AUFGABE → Kannst du das Plenarprotokoll vom 24.01.2019 nach dem Zwischenruf „Wieso 64?“ aufgreifen und weiterschreiben?

TEXTAUSZUG →
===

Protokoll der Sitzung vom 24.01.2019

(Zustimmung bei der AfD - Editha Westmann [CDU]: Mann, Mann, Mann! - Zurufe von der CDU: Frau, Frau, Frau! - Zurufe von der SPD - Unruhe)

Einen Moment, bitte! - Liebe Kolleginnen und Kollegen, hier kann jeder die Meinung vortragen, von der er überzeugt ist. Ich bitte Sie, das zu respektieren. Sie müssen die Meinung nicht teilen.

(Zustimmung bei der AfD - Dana Guth [AfD]: So ist es!)

Und jetzt bitte ich um Ruhe im Plenarsaal!

Bitte, Frau Kollegin!

Vielen Dank.

Wo auf den Listen ordnen sich am Tag der Aufstellungsversammlung die Männer ein, die sich gerade etwas divers fühlen? Dürfen die dann für einen Frauenplatz antreten? Was ist mit anderen Bevölkerungsgruppen? - Wenn Sie diesen Weg tatsächlich in Erwägung ziehen, sind wir direkt am Ende demokratischer Wahlen angekommen. Aus Gründen der Teilhabe werden wir dann alle 64 Geschlechter im Parlament berücksichtigen müssen,

(Wiard Siebels [SPD]: Wieso 64?)

===

BEREITGESTELLTE DATEN →
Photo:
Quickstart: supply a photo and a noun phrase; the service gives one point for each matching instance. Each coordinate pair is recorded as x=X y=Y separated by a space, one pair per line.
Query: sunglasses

===

ANTWORT →
außerdem die Homosexuellen, die Migranten - gesondert auszuweisen Homosexuelle mit Migrationshintergrund -, Menschen mit körperlichen und geistigen Beeinträchtigungen, Menschen mit und ohne Berufsabschluss, bestimmte Berufsgruppen, bestimmte Bildungsabschlüsse und - ganz wichtig - Menschen bestimmter Altersgruppen und zuletzt auch Menschen, die links nur ein Ohr haben.

(Zustimmung bei der AfD - Johanne Modder [SPD]: Kennen Sie das Grundgesetz, Frau Guth? - Weitere Zurufe von der SPD)

Nicht zuletzt stellt eine solche Vorgehensweise einen Eingriff in das freie Wahlrecht dar und ist

schon von daher abzulehnen. Wenn Sie mehr Frauen in der Politik möchten, dann sorgen Sie für mehr weibliche Mitglieder in den Parteien!

(Johanne Modder [SPD]: Ja!)

Fast alle hier anwesenden Politikschaffenden mit weiblichen Geschlechtsmerkmalen haben es auch ohne Quote geschafft, weil sie von ihren Wählenden als gut befunden wurden. Das steht jeder Frau in Deutschland frei. Erfolg durch Leistung. Wenn sich mehr Frauen in der Politik engagieren, wenn wir in Parteien 50 % weibliche Mitglieder haben, dann werden wir auch 50 % in den Parlamenten haben.

Vielen Dank für Ihre Aufmerksamkeit.

(Beifall bei der AfD - Wiard Siebels [SPD]: Und die Männer klatschen! Herzlichen Glückwunsch!)

Vielen Dank, Frau Kollegin. - Für die Landesregierung hat nun Frau Sozialministerin Reimann das Wort. Bitte, Frau Ministerin!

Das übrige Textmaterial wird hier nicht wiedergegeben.